Start RAW RECORDS

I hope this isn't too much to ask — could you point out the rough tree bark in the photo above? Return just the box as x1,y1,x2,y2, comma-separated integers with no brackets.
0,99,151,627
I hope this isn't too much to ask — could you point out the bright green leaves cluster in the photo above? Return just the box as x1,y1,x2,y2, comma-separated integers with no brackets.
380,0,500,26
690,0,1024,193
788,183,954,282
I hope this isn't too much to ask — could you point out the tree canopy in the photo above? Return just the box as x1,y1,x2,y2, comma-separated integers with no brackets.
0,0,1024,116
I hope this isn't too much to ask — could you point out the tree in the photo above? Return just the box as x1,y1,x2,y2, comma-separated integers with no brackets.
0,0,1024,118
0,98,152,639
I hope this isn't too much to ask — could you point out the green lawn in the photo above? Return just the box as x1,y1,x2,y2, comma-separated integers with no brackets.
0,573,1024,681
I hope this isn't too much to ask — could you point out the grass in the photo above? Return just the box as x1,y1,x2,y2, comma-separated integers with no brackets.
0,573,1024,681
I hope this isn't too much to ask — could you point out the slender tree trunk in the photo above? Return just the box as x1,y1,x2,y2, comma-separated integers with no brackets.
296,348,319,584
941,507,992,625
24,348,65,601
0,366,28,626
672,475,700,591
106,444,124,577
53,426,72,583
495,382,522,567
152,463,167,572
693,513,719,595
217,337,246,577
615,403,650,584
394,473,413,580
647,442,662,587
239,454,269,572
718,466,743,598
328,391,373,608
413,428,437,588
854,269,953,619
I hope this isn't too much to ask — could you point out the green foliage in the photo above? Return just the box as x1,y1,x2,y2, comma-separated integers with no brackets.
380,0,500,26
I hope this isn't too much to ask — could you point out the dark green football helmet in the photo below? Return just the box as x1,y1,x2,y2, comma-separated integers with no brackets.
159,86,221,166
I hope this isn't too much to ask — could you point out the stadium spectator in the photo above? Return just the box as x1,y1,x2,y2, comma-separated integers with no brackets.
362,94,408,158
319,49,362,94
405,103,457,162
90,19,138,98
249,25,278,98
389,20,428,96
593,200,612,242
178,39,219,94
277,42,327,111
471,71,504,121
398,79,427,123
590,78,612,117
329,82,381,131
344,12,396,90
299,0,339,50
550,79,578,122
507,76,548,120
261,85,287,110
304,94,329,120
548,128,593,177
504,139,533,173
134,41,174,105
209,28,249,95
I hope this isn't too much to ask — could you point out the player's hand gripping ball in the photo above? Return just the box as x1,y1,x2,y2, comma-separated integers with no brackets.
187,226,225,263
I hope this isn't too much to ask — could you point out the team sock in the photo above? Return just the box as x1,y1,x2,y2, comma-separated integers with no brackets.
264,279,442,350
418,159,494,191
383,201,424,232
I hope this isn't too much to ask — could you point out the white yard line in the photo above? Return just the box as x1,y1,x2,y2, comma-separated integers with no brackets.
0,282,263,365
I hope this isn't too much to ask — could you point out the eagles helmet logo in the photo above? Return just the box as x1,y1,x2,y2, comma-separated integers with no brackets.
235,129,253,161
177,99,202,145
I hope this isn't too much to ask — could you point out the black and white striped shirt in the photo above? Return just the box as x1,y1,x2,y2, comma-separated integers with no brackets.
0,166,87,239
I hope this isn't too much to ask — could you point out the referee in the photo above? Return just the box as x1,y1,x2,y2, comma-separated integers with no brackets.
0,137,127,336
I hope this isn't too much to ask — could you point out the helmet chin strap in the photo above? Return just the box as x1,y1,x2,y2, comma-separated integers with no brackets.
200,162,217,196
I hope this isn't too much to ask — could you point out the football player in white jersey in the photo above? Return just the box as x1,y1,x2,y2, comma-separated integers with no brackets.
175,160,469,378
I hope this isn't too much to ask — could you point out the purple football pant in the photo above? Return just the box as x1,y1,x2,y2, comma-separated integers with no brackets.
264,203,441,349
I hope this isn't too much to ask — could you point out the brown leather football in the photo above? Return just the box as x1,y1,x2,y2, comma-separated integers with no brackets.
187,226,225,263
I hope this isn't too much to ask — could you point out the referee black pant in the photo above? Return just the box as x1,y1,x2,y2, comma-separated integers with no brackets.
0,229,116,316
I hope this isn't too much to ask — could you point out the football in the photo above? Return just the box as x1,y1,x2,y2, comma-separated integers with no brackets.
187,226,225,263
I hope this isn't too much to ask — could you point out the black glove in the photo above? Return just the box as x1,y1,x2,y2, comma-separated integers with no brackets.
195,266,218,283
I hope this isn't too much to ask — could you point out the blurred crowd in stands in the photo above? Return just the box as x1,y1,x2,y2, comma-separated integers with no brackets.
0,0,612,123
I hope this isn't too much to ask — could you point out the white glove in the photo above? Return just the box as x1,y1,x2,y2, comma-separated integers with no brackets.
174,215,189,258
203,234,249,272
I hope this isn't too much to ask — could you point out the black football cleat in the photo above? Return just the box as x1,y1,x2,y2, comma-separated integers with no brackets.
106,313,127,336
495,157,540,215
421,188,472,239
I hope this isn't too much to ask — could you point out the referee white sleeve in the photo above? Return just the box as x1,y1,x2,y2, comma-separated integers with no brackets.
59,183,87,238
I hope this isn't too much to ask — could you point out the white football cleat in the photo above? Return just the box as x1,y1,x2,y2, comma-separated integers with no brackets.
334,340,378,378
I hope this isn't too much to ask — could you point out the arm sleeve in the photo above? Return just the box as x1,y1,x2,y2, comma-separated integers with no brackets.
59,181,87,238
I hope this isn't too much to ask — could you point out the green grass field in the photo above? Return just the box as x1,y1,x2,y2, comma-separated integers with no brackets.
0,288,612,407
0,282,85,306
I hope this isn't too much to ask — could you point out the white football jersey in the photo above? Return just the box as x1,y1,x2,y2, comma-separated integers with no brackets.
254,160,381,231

End RAW RECORDS

▸ **TO DO**
Please put the listing above into a Markdown table with two columns, Row and Line. Number each row, give one line of the listing per row, and leave out any blank lines.

▸ **EXERCISE SOLUTION**
| Row | Line |
|---|---|
| 1 | I hope this isn't too much to ask — could you point out the rough tree bark in the photo above? Return just the box as x1,y1,x2,y2, comma-separated integers with no brackets. |
| 2 | 0,99,151,627 |
| 3 | I hope this isn't too much to ask — could you point out the bright green leaves cluster in the photo above? Return just the box as x1,y1,x2,y2, comma-separated integers with no brackets. |
| 4 | 380,0,500,26 |
| 5 | 690,0,1024,193 |
| 6 | 788,183,954,282 |
| 7 | I hope this isn't too much to ask — could you point out the tree canopy in the photo above? Return just the box as x1,y1,x2,y2, comma-separated integers with no brackets. |
| 8 | 0,0,1024,116 |
| 9 | I hope this isn't too much to ask — could you point out the tree in the photo above? Return just the box as x1,y1,x2,y2, comma-separated integers with no brackets. |
| 10 | 0,0,1024,118 |
| 11 | 0,98,152,639 |
| 12 | I hope this isn't too much to ask — could you point out the green lawn in the photo above? Return just the box as x1,y1,x2,y2, comma-separated integers with no brackets. |
| 13 | 0,573,1024,681 |
| 14 | I hope this isn't too much to ask — could you point out the grass in the photo above? Return just the box as x1,y1,x2,y2, comma-separated integers with no brackets. |
| 15 | 0,573,1024,681 |
| 16 | I hope this isn't too much to ask — could you point out the slender tree trunk in the photo above? Return just the box as x1,y1,x2,y2, comma-separated integers with no brackets. |
| 17 | 296,348,319,584 |
| 18 | 941,507,992,625 |
| 19 | 24,348,65,601 |
| 20 | 0,366,28,626 |
| 21 | 672,475,700,591 |
| 22 | 106,444,124,577 |
| 23 | 53,426,72,583 |
| 24 | 495,382,522,567 |
| 25 | 152,463,167,572 |
| 26 | 693,513,719,595 |
| 27 | 217,337,246,577 |
| 28 | 615,403,650,584 |
| 29 | 394,473,413,580 |
| 30 | 647,442,662,587 |
| 31 | 239,454,269,572 |
| 32 | 718,466,743,598 |
| 33 | 328,391,373,608 |
| 34 | 413,428,437,588 |
| 35 | 854,269,953,619 |
| 36 | I hope this isn't too much to ask — could you point out the green foliage in the photo above? Return just the box as x1,y1,x2,y2, comma-separated integers with no brackets. |
| 37 | 380,0,500,26 |
| 38 | I hope this isn't too much to ask — could you point out the dark green football helmet in the photo below? Return just the box as x1,y1,x2,y2, comma-separated integers with no brackets. |
| 39 | 159,86,221,166 |
| 40 | I hope this isn't too much to ask — could you point out the stadium spectator in the photo above? Return just the box as x1,y1,x2,y2, comma-separated integers with no brackets. |
| 41 | 362,94,408,158 |
| 42 | 319,49,362,94 |
| 43 | 405,103,457,162 |
| 44 | 90,19,138,98 |
| 45 | 249,25,278,98 |
| 46 | 389,20,428,96 |
| 47 | 593,200,612,242 |
| 48 | 178,39,219,94 |
| 49 | 277,42,327,111 |
| 50 | 471,71,504,121 |
| 51 | 398,79,427,123 |
| 52 | 590,78,612,117 |
| 53 | 329,82,381,131 |
| 54 | 344,12,396,90 |
| 55 | 299,0,339,50 |
| 56 | 550,79,578,122 |
| 57 | 507,76,548,120 |
| 58 | 261,85,287,110 |
| 59 | 304,94,329,120 |
| 60 | 548,128,593,177 |
| 61 | 504,139,533,173 |
| 62 | 134,41,174,105 |
| 63 | 209,28,249,95 |
| 64 | I hope this isn't too much to ask — could you point out the player's hand gripping ball in the photo above? Return just the box as x1,y1,x2,y2, comma-separated integers with no brackets. |
| 65 | 187,226,225,263 |
| 66 | I hope this isn't too much to ask — could you point out the team sock in the photo above? Return just the box as x1,y1,x2,y2, comma-separated integers with no brackets. |
| 67 | 264,279,442,350 |
| 68 | 418,159,494,191 |
| 69 | 383,201,424,232 |
| 70 | I hope this isn't too much to ask — could you point out the white yard line in the photo above? Return just the box as x1,y1,x2,y2, comma-separated integers with no brackets. |
| 71 | 0,282,263,365 |
| 72 | I hope this isn't too much to ask — could you point out the eagles helmet logo in the photo above? Return just the box as x1,y1,x2,y2, comma-separated integers with no brackets. |
| 73 | 235,129,253,161 |
| 74 | 177,99,202,145 |
| 75 | I hope this isn't too much to ask — could you point out the black and white striped shirt in the photo above? Return just the box as x1,y1,x2,y2, comma-separated integers with no brackets. |
| 76 | 0,166,87,239 |
| 77 | I hope this isn't too much to ask — could you point out the referee in the photo above? Return just the box as x1,y1,x2,y2, comma-separated integers with no brackets. |
| 78 | 0,137,127,336 |
| 79 | I hope this isn't too much to ask — could you point out the helmet chin strap in the photo above? Return just the box as x1,y1,x2,y2, comma-separated integers with no brackets. |
| 80 | 200,162,217,196 |
| 81 | I hope this isn't too much to ask — could you point out the football player in white jersey in the photo above? Return just the box as x1,y1,x2,y2, comma-separated integers with no brackets. |
| 82 | 175,160,469,378 |
| 83 | I hope this isn't too much to ask — could you point out the purple football pant in the photo above? Return just the box as x1,y1,x2,y2, comma-separated integers with no brackets. |
| 84 | 264,203,441,349 |
| 85 | I hope this isn't too much to ask — could you point out the brown leather football in the photo above? Return just the box as x1,y1,x2,y2, comma-separated integers with no brackets. |
| 86 | 187,226,225,263 |
| 87 | I hope this isn't too much to ask — could you point out the referee black pant in the photo above? Return just the box as x1,y1,x2,y2, comma-separated integers with no brackets. |
| 88 | 0,229,116,316 |
| 89 | I hope this isn't too much to ask — could you point out the football in the photo above? Return just the box as x1,y1,x2,y2, comma-separated integers with no brackets. |
| 90 | 187,226,225,263 |
| 91 | I hope this isn't too much to ask — could you point out the black glove in the photo above? Return just the box as x1,y1,x2,y2, comma-separated integers with no brackets. |
| 92 | 195,266,218,283 |
| 93 | I hope this isn't too much to ask — could you point out the blurred crowd in stands in the photo above? Return just the box as x1,y1,x2,y2, comma-separated integers with no brackets. |
| 94 | 0,0,612,123 |
| 95 | I hope this isn't too much to ask — could you point out the white glove in the photo above? Return just the box as x1,y1,x2,y2, comma-separated integers with no brackets. |
| 96 | 174,215,189,258 |
| 97 | 203,234,249,272 |
| 98 | I hope this isn't too much to ask — could you point out the black football cleat in the photo above? Return just the box as x1,y1,x2,y2, comma-separated integers with no brackets. |
| 99 | 106,313,127,336 |
| 100 | 495,157,540,215 |
| 101 | 421,188,472,239 |
| 102 | I hope this isn't too much to ask — could you point out the referee white sleeve in the photo above? Return just the box as x1,y1,x2,y2, comma-separated integers with no brackets. |
| 103 | 59,183,87,238 |
| 104 | I hope this isn't too much to ask — could you point out the white football cleat in the photo above? Return just the box as x1,y1,x2,y2, comma-separated integers with no brackets. |
| 105 | 334,340,378,378 |
| 106 | I hope this isn't too much to ask — could you point out the arm sleeve in the photo above? Return just the box as x1,y1,x2,y2, comma-separated integers with no brackets. |
| 107 | 59,181,87,238 |
| 108 | I hope this isn't too much to ask — could you point out the green grass field in the photo above? Return just the box as x1,y1,x2,y2, comma-separated integers with no brackets. |
| 109 | 0,288,612,407 |
| 110 | 0,282,85,306 |
| 111 | I hope this isn't too much to ask — could you point out the white football jersey in the photo above? Return just the box as x1,y1,x2,y2, comma-separated integers with no brackets. |
| 112 | 254,160,381,231 |